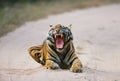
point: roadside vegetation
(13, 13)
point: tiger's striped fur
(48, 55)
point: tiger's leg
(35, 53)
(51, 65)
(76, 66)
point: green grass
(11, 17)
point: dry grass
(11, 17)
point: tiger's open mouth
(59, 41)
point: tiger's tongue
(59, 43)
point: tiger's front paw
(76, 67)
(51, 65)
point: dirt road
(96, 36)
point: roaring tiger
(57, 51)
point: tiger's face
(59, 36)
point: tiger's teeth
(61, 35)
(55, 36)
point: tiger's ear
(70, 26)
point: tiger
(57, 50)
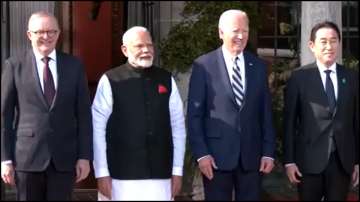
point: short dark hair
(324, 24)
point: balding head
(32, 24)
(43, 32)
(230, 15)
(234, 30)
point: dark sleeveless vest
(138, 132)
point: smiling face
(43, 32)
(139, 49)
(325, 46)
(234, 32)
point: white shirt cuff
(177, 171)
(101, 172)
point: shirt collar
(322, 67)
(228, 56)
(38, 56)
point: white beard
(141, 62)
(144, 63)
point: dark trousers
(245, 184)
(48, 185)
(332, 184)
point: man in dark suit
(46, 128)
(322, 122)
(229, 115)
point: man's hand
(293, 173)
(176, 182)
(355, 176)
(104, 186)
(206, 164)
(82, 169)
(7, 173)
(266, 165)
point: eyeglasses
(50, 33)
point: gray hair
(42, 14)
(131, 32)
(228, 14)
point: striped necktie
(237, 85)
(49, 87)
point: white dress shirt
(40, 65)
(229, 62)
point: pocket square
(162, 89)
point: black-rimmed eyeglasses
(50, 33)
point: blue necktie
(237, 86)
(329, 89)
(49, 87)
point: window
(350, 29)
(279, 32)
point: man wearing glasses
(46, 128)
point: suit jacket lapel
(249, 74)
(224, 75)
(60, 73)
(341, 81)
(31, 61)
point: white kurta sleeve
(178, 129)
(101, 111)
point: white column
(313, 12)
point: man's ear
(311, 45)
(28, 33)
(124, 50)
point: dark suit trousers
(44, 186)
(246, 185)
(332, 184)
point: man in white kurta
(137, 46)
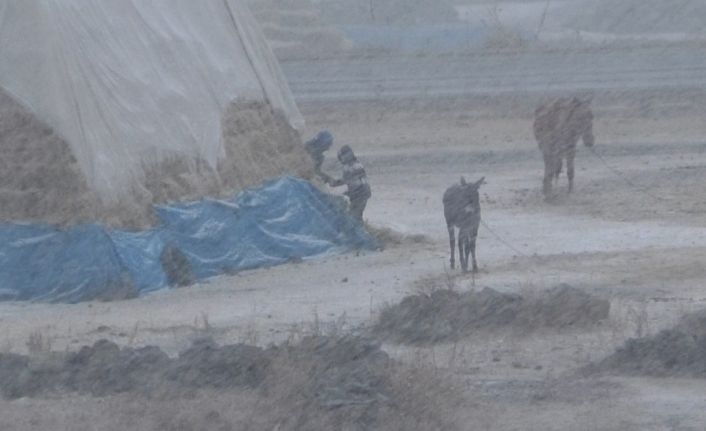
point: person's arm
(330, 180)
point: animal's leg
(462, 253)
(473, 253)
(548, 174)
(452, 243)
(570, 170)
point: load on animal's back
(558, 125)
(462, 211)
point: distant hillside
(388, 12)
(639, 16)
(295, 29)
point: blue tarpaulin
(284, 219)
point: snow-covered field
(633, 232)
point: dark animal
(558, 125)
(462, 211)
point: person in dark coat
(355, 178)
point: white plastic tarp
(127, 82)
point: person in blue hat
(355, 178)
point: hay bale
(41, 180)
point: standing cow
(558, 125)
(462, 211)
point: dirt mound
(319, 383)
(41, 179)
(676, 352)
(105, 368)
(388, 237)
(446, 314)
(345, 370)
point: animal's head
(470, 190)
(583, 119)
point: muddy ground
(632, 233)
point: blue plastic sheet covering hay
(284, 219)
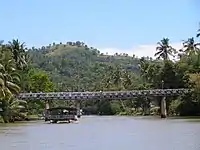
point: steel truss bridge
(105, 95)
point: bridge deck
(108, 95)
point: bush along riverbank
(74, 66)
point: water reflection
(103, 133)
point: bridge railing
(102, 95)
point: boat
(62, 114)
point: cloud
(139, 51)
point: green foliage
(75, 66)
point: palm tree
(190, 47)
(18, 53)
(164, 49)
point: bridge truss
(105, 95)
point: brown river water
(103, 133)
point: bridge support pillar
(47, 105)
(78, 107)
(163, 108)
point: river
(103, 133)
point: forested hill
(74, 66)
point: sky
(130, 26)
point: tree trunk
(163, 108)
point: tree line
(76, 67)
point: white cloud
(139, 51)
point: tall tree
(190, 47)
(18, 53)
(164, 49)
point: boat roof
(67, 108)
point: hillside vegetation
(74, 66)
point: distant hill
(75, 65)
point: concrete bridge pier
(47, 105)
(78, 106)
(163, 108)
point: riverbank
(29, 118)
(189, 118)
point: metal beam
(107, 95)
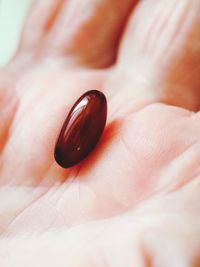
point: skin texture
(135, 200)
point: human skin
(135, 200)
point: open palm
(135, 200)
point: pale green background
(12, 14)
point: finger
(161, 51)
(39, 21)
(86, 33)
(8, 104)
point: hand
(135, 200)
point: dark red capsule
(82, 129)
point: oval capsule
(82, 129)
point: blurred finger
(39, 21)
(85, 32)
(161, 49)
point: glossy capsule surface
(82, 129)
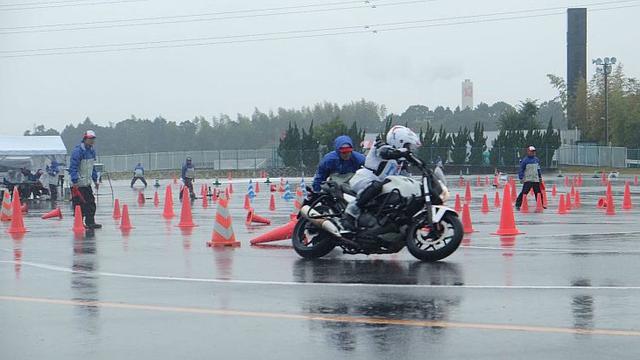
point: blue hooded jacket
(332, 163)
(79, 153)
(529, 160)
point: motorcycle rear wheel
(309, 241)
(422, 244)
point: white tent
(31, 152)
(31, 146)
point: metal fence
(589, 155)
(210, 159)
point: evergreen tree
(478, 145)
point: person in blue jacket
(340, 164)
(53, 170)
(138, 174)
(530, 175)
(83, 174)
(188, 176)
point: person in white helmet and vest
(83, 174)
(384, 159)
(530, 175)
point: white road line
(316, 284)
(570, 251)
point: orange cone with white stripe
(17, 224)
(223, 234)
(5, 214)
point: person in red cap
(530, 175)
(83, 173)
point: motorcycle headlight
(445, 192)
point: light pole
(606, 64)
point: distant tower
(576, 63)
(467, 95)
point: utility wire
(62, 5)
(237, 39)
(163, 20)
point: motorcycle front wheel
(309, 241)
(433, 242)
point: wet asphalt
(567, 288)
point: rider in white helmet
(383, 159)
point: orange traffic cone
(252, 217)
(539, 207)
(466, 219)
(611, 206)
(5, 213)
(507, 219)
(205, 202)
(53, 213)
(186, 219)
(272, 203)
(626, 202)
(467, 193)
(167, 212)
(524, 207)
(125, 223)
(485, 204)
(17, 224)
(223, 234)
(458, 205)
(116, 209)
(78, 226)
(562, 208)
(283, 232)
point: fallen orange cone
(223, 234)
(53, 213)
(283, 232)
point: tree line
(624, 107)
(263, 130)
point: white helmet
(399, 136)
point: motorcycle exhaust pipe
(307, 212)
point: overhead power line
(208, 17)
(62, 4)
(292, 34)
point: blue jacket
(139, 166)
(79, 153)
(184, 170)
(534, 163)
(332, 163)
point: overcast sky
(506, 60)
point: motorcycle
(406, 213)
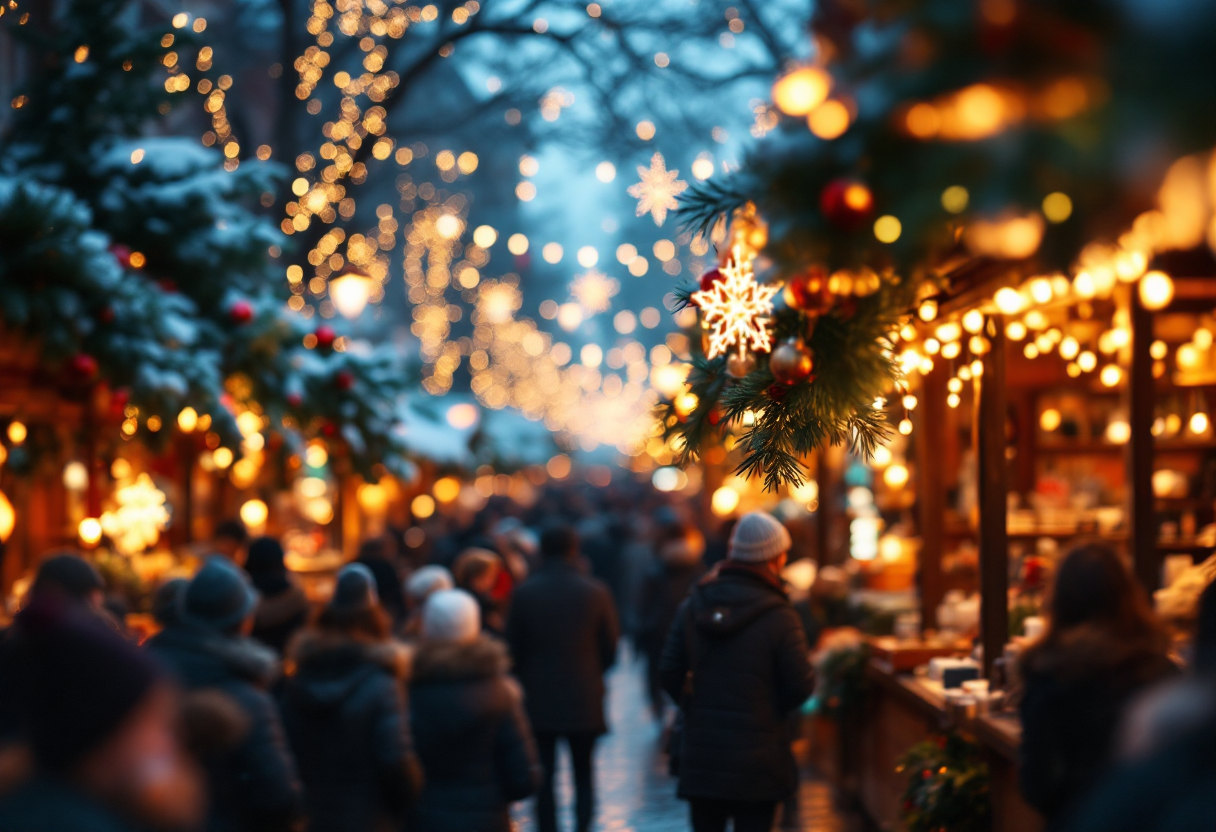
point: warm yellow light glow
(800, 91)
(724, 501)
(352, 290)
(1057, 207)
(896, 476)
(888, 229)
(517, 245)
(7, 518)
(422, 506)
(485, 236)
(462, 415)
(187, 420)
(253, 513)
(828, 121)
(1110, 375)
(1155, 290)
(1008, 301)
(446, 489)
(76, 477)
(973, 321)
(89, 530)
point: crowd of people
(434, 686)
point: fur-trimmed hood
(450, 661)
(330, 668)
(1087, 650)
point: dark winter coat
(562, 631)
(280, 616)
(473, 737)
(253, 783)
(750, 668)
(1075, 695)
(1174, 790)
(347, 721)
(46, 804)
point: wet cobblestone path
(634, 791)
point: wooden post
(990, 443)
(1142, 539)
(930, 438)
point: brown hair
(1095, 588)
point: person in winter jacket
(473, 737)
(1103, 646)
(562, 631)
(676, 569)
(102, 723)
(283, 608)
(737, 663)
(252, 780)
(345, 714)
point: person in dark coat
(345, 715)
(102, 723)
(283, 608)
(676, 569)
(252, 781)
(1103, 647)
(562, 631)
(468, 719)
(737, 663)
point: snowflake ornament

——

What you will do => Repeat the material above in full and unchanged, minus its images.

Result =>
point: roadside vegetation
(13, 13)
point: tiger's striped fur
(48, 55)
point: tiger's leg
(35, 53)
(51, 65)
(76, 66)
point: green grass
(11, 17)
point: dry grass
(11, 17)
point: tiger's open mouth
(59, 41)
point: tiger's tongue
(59, 43)
point: tiger's front paw
(76, 67)
(51, 65)
point: dirt road
(96, 36)
point: roaring tiger
(57, 51)
point: tiger's face
(59, 36)
point: tiger's teeth
(61, 35)
(55, 36)
point: tiger's ear
(70, 26)
point: tiger
(57, 50)
point: short dark hair
(324, 24)
point: balding head
(32, 24)
(43, 32)
(230, 15)
(234, 30)
point: dark sleeveless vest
(138, 132)
point: smiling face
(43, 32)
(139, 49)
(325, 46)
(234, 32)
point: white shirt cuff
(177, 171)
(101, 172)
point: shirt collar
(322, 67)
(228, 56)
(38, 56)
point: white beard
(141, 62)
(144, 63)
point: dark trousers
(245, 184)
(48, 185)
(332, 184)
point: man in dark suit
(46, 128)
(322, 122)
(229, 115)
point: man's hand
(293, 173)
(176, 182)
(355, 176)
(104, 186)
(206, 164)
(82, 169)
(7, 173)
(266, 165)
point: eyeglasses
(50, 33)
point: gray hair
(42, 14)
(131, 32)
(228, 14)
point: striped necktie
(237, 85)
(49, 87)
point: white dress shirt
(40, 65)
(229, 62)
point: pocket square
(162, 89)
point: black-rimmed eyeglasses
(50, 33)
point: blue necktie
(237, 86)
(329, 89)
(49, 87)
point: window
(350, 29)
(279, 32)
point: man wearing glasses
(46, 128)
point: suit jacket lapel
(249, 74)
(224, 75)
(60, 73)
(341, 81)
(31, 61)
point: white kurta sleeve
(178, 129)
(101, 111)
point: white column
(313, 12)
point: man's ear
(311, 45)
(28, 33)
(124, 50)
point: dark suit trousers
(44, 186)
(246, 185)
(332, 184)
point: man in white kurta
(137, 46)
point: person's arm
(330, 180)
point: animal's leg
(462, 253)
(473, 253)
(548, 174)
(452, 243)
(570, 170)
point: load on animal's back
(558, 125)
(462, 211)
point: distant hillside
(388, 12)
(639, 16)
(295, 29)
point: blue tarpaulin
(284, 219)
point: snow-covered field
(633, 232)
point: dark animal
(558, 125)
(462, 211)
point: person in dark coat
(355, 178)
point: white plastic tarp
(127, 82)
point: person in blue hat
(355, 178)
point: hay bale
(41, 180)
point: standing cow
(558, 125)
(462, 211)
point: dirt mound
(319, 383)
(41, 179)
(676, 352)
(105, 368)
(388, 237)
(446, 314)
(345, 370)
point: animal's head
(470, 190)
(583, 119)
point: muddy ground
(632, 233)
point: blue plastic sheet covering hay
(284, 219)
point: steel truss bridge
(105, 95)
point: bridge deck
(108, 95)
point: bush along riverbank
(74, 66)
point: water reflection
(103, 133)
point: bridge railing
(102, 95)
point: boat
(62, 114)
point: cloud
(139, 51)
point: green foliage
(75, 66)
point: palm tree
(190, 47)
(18, 53)
(164, 49)
point: bridge truss
(105, 95)
point: brown river water
(103, 133)
point: bridge support pillar
(47, 105)
(78, 107)
(163, 108)
point: river
(103, 133)
point: forested hill
(74, 66)
point: sky
(130, 26)
point: tree trunk
(163, 108)
point: tree line
(76, 67)
point: white cloud
(139, 51)
point: tall tree
(190, 47)
(18, 53)
(164, 49)
point: boat roof
(67, 108)
point: hillside vegetation
(74, 66)
point: distant hill
(75, 65)
point: concrete bridge pier
(47, 105)
(78, 106)
(163, 108)
point: riverbank
(29, 118)
(189, 118)
point: metal beam
(107, 95)
point: skin texture
(135, 200)
point: human skin
(135, 200)
point: open palm
(135, 200)
point: pale green background
(12, 14)
point: finger
(161, 51)
(39, 21)
(86, 33)
(8, 104)
point: hand
(135, 200)
point: dark red capsule
(82, 129)
point: oval capsule
(82, 129)
point: blurred finger
(39, 21)
(85, 32)
(161, 49)
point: glossy capsule surface
(82, 129)
point: blue hooded jacket
(332, 163)
(79, 153)
(529, 160)
point: motorcycle rear wheel
(309, 241)
(422, 244)
point: white tent
(31, 152)
(31, 146)
point: metal fence
(589, 155)
(210, 159)
point: evergreen tree
(478, 145)
point: person in blue jacket
(340, 164)
(53, 170)
(138, 174)
(530, 175)
(83, 174)
(188, 176)
point: person in white helmet and vest
(83, 174)
(384, 159)
(530, 175)
point: white road line
(316, 284)
(570, 251)
point: orange cone with white stripe
(17, 224)
(223, 234)
(5, 214)
point: person in red cap
(530, 175)
(83, 173)
point: motorcycle headlight
(445, 192)
point: light pole
(606, 64)
point: distant tower
(576, 63)
(467, 95)
point: utility wire
(62, 5)
(237, 39)
(163, 20)
point: motorcycle front wheel
(309, 241)
(433, 242)
point: wet asphalt
(567, 288)
point: rider in white helmet
(383, 159)
point: orange traffic cone
(252, 217)
(539, 207)
(466, 219)
(611, 206)
(5, 213)
(507, 219)
(205, 202)
(53, 213)
(186, 219)
(272, 203)
(626, 202)
(467, 193)
(167, 212)
(524, 207)
(125, 223)
(485, 204)
(17, 224)
(223, 234)
(458, 205)
(116, 209)
(78, 226)
(562, 208)
(283, 232)
point: fallen orange cone
(223, 234)
(53, 213)
(283, 232)
point: tree line
(624, 107)
(263, 130)
point: white helmet
(399, 136)
point: motorcycle exhaust pipe
(307, 212)
point: overhead power line
(208, 17)
(62, 4)
(292, 34)
point: blue jacket
(139, 166)
(79, 153)
(184, 170)
(534, 163)
(332, 163)
point: overcast sky
(506, 60)
point: motorcycle
(406, 213)
point: warm yellow light glow
(800, 91)
(724, 501)
(352, 290)
(1057, 207)
(896, 476)
(888, 229)
(517, 245)
(7, 518)
(422, 506)
(485, 236)
(462, 415)
(187, 420)
(253, 513)
(828, 121)
(1110, 375)
(1155, 290)
(1008, 301)
(446, 489)
(76, 477)
(973, 321)
(89, 530)
point: crowd of people
(434, 686)
point: fur-trimmed hood
(450, 661)
(330, 668)
(1087, 650)
point: dark winter coat
(562, 631)
(280, 616)
(473, 737)
(253, 783)
(750, 668)
(1075, 695)
(1174, 790)
(347, 721)
(46, 804)
point: wet cobblestone path
(634, 791)
point: wooden post
(990, 443)
(1142, 539)
(930, 438)
point: brown hair
(1095, 588)
point: person in winter jacket
(473, 737)
(1103, 646)
(562, 631)
(676, 569)
(102, 723)
(283, 608)
(737, 663)
(252, 780)
(345, 714)
point: person in dark coat
(345, 715)
(102, 723)
(283, 608)
(676, 569)
(252, 781)
(1103, 647)
(562, 631)
(468, 719)
(737, 663)
point: snowflake ornament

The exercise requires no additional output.